● Records provided:
--- --- ---
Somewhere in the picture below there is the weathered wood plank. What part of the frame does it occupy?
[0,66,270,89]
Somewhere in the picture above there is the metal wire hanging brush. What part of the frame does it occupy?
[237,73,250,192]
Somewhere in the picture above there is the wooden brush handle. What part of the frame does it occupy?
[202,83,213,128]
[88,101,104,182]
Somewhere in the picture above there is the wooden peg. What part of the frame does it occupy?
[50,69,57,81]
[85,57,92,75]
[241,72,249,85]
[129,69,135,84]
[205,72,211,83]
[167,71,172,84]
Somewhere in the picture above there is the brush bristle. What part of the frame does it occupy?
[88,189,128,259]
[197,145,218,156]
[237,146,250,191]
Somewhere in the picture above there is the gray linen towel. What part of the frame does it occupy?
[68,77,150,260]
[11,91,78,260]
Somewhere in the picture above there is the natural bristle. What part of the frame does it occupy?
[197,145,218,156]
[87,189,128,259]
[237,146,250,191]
--- --- ---
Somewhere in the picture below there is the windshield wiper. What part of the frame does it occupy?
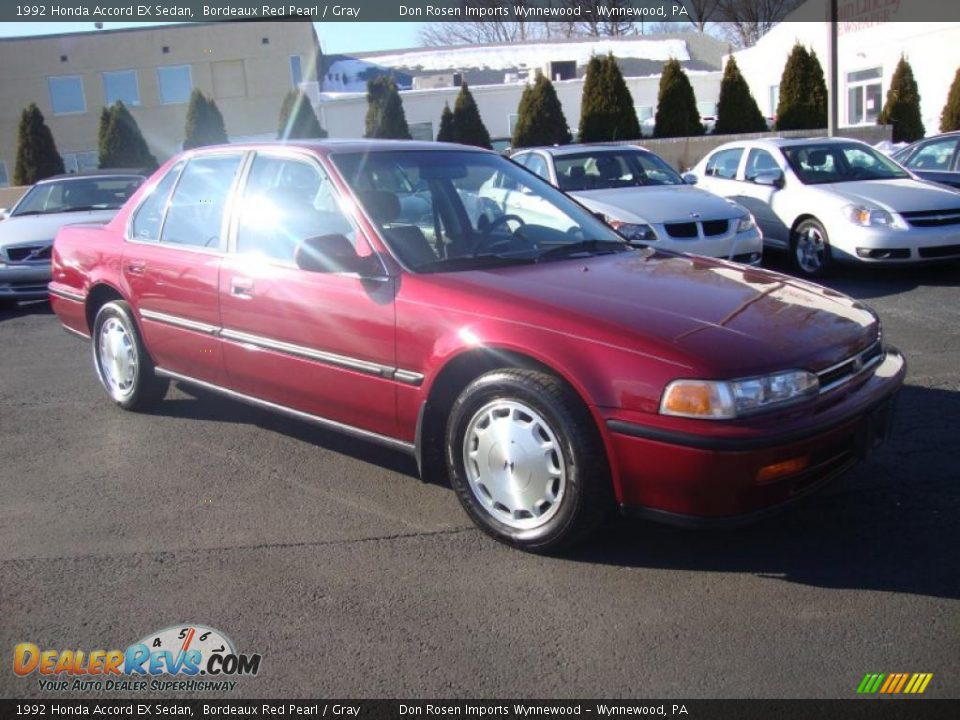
--- --- ---
● Set problem: Please pull every line from the entries that contains the word "wooden" and copy each one in full.

● Solution to this task:
Somewhere in the picture above there is the wooden brush handle. What part of the frame does it occupy?
Somewhere in the picture above there is the wooden peg. What part of the frame does it occupy?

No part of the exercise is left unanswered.